Set exercise A:
Answer these questions about the footballer text, one per line:
(i) Which club did Ríos García make his debut for in 1985?
(ii) Who replaced him in goal after his injury in the Clausura 2004?
(iii) Which cup did he win with Mexico?
Set exercise B: Rewrite the footballer text between "José Adolfo Ríos" and "Cup with Mexico.", inclusive, changing "goalkeeper" to "keeper".

Page:
•••
José Adolfo Ríos García (born 11 December 1966) is a Mexican former professional footballer who played as a goalkeeper. He won the 1999 U.S. Cup with Mexico.

Club career 
Ríos García made his debut for UNAM in 1985 and remained there until 1990, when he went to play for Veracruz. He was a starter for Veracruz, playing 7 years, making over 230 appearances for the team. In 1997, he went on to play for Necaxa. In the winter of 1998, he became won the Mexican Primera División for the first time, defeating Chivas de Guadalajara on an aggregate score of 0–2. He continued to play with the club for one more season, making 72 appearances with the club in total. In the summer of 1999, he transferred to Club America, and became an instant starter. In the summer of 2002, he was the starting goalkeeper for America in their victory against Necaxa in the Championship Final, which allowed him to win the second Mexican Primera División title of his career, and Club America's ninth overall. In the Clausura 2004, Ríos suffered an injury, which ruled him out for several weeks. He was replaced in goal by Guillermo Ochoa. Later, both Ríos and Ochoa shared the starting spot, and after the quarter final, in which America was eliminated, Ríos announces his retirement from professional football at 37 years of age, following a career spanning about two decades.
•••
Material supplied:

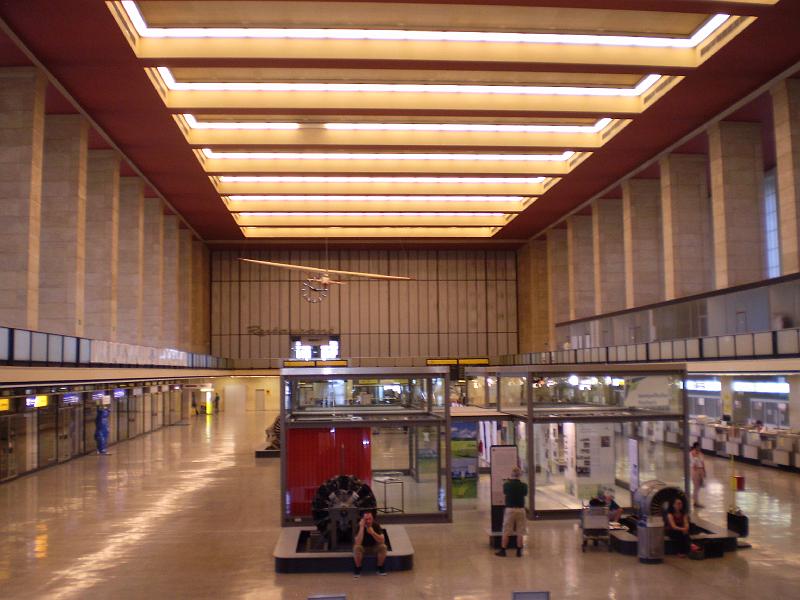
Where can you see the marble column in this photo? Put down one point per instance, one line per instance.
(557, 281)
(644, 250)
(171, 307)
(185, 274)
(609, 255)
(686, 223)
(22, 96)
(153, 273)
(533, 297)
(130, 260)
(794, 401)
(726, 394)
(62, 247)
(786, 117)
(102, 245)
(580, 247)
(737, 199)
(201, 313)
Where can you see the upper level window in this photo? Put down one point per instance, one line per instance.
(772, 248)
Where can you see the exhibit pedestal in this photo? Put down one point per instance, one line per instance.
(268, 453)
(288, 558)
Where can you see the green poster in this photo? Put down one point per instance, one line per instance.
(464, 459)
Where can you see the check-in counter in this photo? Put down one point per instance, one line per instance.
(733, 444)
(672, 434)
(786, 445)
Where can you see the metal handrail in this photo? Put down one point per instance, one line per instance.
(25, 347)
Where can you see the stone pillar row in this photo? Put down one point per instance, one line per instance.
(697, 228)
(83, 251)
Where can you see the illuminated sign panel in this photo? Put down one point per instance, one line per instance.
(36, 401)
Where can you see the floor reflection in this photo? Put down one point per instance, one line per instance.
(188, 512)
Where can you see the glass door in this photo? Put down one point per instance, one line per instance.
(148, 412)
(121, 404)
(70, 427)
(134, 418)
(22, 438)
(47, 416)
(8, 465)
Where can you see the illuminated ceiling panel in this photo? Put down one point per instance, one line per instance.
(378, 119)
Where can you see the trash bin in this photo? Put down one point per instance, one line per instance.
(650, 537)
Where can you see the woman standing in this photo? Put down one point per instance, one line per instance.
(698, 467)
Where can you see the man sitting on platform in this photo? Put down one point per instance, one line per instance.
(369, 540)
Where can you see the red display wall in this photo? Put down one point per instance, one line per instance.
(315, 455)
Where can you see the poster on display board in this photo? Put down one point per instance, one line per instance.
(504, 459)
(464, 459)
(487, 438)
(651, 391)
(633, 461)
(589, 452)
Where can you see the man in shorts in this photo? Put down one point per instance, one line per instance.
(369, 540)
(514, 518)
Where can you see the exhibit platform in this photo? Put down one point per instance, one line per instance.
(288, 558)
(714, 539)
(268, 453)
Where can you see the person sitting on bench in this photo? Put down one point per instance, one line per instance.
(369, 540)
(678, 528)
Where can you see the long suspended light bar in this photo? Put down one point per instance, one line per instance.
(375, 198)
(193, 123)
(370, 219)
(209, 153)
(386, 215)
(470, 127)
(369, 232)
(377, 203)
(363, 179)
(145, 31)
(409, 88)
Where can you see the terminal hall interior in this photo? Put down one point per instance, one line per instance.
(499, 299)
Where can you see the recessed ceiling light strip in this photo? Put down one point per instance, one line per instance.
(470, 127)
(339, 198)
(193, 123)
(209, 153)
(700, 35)
(409, 88)
(364, 179)
(387, 215)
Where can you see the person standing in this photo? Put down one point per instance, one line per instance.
(698, 467)
(514, 518)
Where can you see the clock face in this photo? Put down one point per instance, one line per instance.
(314, 291)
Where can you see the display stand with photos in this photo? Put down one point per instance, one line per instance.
(504, 459)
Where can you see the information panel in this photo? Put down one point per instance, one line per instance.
(504, 459)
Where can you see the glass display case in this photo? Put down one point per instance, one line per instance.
(582, 434)
(385, 427)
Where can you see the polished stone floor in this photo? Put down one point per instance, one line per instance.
(186, 512)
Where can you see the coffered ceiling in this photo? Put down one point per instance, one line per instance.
(361, 120)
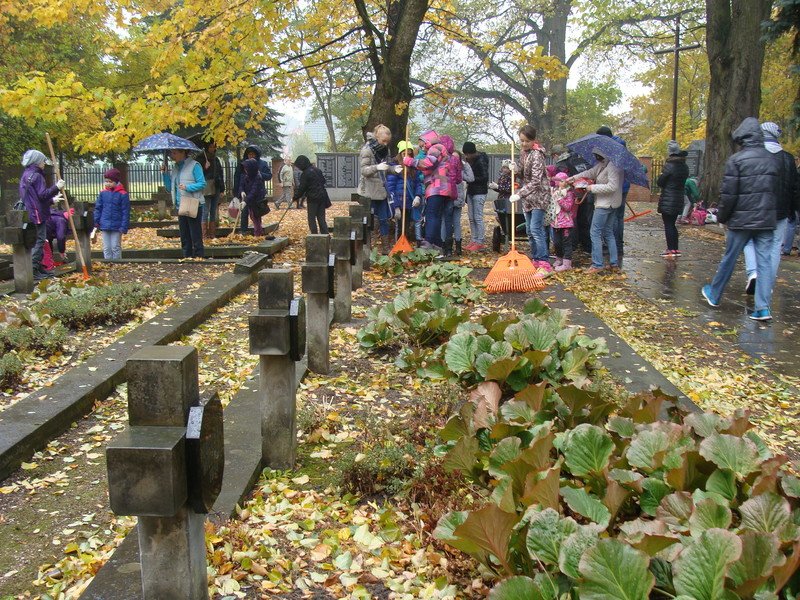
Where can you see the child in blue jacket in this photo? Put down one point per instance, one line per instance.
(112, 214)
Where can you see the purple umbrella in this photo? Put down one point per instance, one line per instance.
(615, 152)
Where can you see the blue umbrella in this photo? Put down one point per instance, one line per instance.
(615, 152)
(160, 142)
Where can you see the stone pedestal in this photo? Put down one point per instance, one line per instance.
(342, 302)
(317, 286)
(278, 336)
(22, 237)
(84, 223)
(166, 468)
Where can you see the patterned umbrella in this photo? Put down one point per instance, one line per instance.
(160, 142)
(615, 152)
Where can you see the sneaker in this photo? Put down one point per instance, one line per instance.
(750, 286)
(706, 292)
(760, 315)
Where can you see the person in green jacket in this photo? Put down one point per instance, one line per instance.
(691, 194)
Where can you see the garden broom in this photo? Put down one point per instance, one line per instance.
(634, 214)
(402, 246)
(513, 272)
(78, 250)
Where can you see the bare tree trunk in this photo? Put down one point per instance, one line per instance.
•••
Exercise result A:
(i) UNAM
(ii) Guillermo Ochoa
(iii) The 1999 U.S. Cup

Exercise result B:
José Adolfo Ríos García (born 11 December 1966) is a Mexican former professional footballer who played as a keeper. He won the 1999 U.S. Cup with Mexico.